» 文書の一節

^^^^^^^^

垂直の記憶―岩と雪の7章垂直の記憶 (ヤマケイ文庫) ← Kindle版です。

世界的に有名なクライマーである山野井泰史氏の本です。
山野井氏は以前紹介した、平山ユージ氏などとともに、アメリカのヨセミテでフリークライミングを行っていましたが、その後、アルパイン・クライミング(山の頂上を目指す)の道に進みました。特に、20代後半からはヒマラヤの高峰にチャレンジしてきました。

この本は、その12年間に18回挑戦したヒマラヤ高峰へのチャレンジについて書かれたものです。
通常、ヒマラヤの8,000m級の登山ではチームを組んで行いますが、山野井氏の特徴は、フリークライミングで培ったクライミング技術を駆使して単独、あるいは奥さんの妙子さんとの2人で新ルートの開拓を行うことです。山野井氏も最初はグループで登っていたようですが、自分が登れると思っていても単独行動できないことに違和感を感じたようです。キャンプ中のテント内での場所取りの問題、食事や飲み物を回し飲みする場合の思惑など、極限状況の中では相当なストレスが溜まるようです。
しかも、山野井氏は8,000m級の山を登る時でも酸素ボンベを使用したことはないとのことです。

^^^^^^^^

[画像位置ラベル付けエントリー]
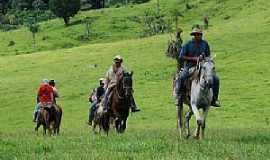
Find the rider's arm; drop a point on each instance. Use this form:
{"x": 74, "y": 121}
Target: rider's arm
{"x": 52, "y": 96}
{"x": 183, "y": 56}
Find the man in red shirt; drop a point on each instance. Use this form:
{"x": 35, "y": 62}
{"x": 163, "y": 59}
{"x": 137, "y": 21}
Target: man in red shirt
{"x": 44, "y": 97}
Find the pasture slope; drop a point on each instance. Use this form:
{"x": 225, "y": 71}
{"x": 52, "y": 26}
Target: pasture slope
{"x": 238, "y": 35}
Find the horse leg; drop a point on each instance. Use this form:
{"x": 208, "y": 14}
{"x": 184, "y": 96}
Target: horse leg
{"x": 36, "y": 129}
{"x": 124, "y": 124}
{"x": 205, "y": 113}
{"x": 44, "y": 129}
{"x": 198, "y": 118}
{"x": 117, "y": 125}
{"x": 188, "y": 116}
{"x": 180, "y": 119}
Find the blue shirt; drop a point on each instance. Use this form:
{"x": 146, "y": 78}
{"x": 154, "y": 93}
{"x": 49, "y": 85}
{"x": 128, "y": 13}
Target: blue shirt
{"x": 193, "y": 49}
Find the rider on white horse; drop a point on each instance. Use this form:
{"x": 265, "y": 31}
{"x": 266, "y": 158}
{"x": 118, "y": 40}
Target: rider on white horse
{"x": 192, "y": 52}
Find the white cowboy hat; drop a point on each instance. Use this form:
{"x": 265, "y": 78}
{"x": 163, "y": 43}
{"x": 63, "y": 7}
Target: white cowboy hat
{"x": 196, "y": 30}
{"x": 118, "y": 58}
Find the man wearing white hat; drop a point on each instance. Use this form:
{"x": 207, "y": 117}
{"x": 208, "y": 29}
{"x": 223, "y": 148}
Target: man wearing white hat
{"x": 95, "y": 98}
{"x": 44, "y": 97}
{"x": 111, "y": 79}
{"x": 191, "y": 52}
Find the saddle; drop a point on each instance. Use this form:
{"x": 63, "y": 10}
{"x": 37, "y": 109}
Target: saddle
{"x": 192, "y": 74}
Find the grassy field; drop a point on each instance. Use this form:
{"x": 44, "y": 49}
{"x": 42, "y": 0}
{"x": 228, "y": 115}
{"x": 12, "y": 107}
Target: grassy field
{"x": 238, "y": 130}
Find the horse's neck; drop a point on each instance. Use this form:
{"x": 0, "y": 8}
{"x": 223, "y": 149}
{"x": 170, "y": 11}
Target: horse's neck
{"x": 120, "y": 89}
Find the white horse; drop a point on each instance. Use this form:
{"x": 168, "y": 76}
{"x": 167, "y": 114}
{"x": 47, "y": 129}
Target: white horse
{"x": 200, "y": 97}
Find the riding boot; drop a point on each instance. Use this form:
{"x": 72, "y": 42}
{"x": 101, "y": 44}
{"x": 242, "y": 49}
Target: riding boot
{"x": 106, "y": 100}
{"x": 91, "y": 113}
{"x": 133, "y": 105}
{"x": 215, "y": 102}
{"x": 35, "y": 116}
{"x": 180, "y": 93}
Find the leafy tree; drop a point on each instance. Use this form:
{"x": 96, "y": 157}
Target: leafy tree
{"x": 39, "y": 5}
{"x": 176, "y": 14}
{"x": 33, "y": 28}
{"x": 65, "y": 8}
{"x": 4, "y": 6}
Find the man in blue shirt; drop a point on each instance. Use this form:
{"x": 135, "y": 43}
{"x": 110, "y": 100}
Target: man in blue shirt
{"x": 191, "y": 52}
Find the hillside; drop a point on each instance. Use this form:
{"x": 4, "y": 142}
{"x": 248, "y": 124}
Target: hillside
{"x": 238, "y": 35}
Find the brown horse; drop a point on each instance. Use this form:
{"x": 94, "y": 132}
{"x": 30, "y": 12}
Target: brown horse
{"x": 44, "y": 120}
{"x": 120, "y": 102}
{"x": 101, "y": 118}
{"x": 49, "y": 118}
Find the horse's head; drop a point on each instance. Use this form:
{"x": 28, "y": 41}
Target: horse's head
{"x": 207, "y": 69}
{"x": 127, "y": 83}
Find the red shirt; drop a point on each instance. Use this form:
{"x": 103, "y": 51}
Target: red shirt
{"x": 44, "y": 93}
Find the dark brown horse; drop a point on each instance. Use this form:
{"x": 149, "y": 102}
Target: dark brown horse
{"x": 49, "y": 118}
{"x": 120, "y": 102}
{"x": 101, "y": 118}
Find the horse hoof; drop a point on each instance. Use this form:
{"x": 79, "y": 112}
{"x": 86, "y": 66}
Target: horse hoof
{"x": 187, "y": 136}
{"x": 199, "y": 122}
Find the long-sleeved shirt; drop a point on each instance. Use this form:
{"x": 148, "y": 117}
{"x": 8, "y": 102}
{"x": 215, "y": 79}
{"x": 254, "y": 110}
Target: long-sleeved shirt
{"x": 194, "y": 49}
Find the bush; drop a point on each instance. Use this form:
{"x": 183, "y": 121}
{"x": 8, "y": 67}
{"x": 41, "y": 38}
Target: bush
{"x": 155, "y": 23}
{"x": 11, "y": 43}
{"x": 65, "y": 8}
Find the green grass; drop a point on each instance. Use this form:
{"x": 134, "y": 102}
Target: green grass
{"x": 238, "y": 130}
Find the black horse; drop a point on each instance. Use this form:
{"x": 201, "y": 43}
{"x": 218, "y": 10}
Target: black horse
{"x": 120, "y": 102}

^^^^^^^^

» 解くべき課題
1. 山野井氏の本の紹介文のうち、「世界的に有名なクライマーである山野井泰史氏の本です。」から「ジについて書かれたものです。」までを、「ヒマラヤ」を「ヒマラヤ山脈」に置き換えて書き直してもらえますか？
2. エントリーのうち、「Find the bush;」を含む行から最後の行までを、そのまま打ち直してもらえますか？
山野井氏の本の紹介文とエントリーは、互いに関係がありません。

» 課題の解答
1.
世界的に有名なクライマーである山野井泰史氏の本です。
山野井氏は以前紹介した、平山ユージ氏などとともに、アメリカのヨセミテでフリークライミングを行っていましたが、その後、アルパイン・クライミング(山の頂上を目指す)の道に進みました。特に、20代後半からはヒマラヤ山脈の高峰にチャレンジしてきました。

この本は、その12年間に18回挑戦したヒマラヤ山脈高峰へのチャレンジについて書かれたものです。

2.
Find the bush; drop a point on each instance. Use this form:
{"x": 183, "y": 121}
{"x": 8, "y": 67}
{"x": 41, "y": 38}
Target: bush
{"x": 155, "y": 23}
{"x": 11, "y": 43}
{"x": 65, "y": 8}
Find the green grass; drop a point on each instance. Use this form:
{"x": 134, "y": 102}
Target: green grass
{"x": 238, "y": 130}
Find the black horse; drop a point on each instance. Use this form:
{"x": 201, "y": 43}
{"x": 218, "y": 10}
Target: black horse
{"x": 120, "y": 102}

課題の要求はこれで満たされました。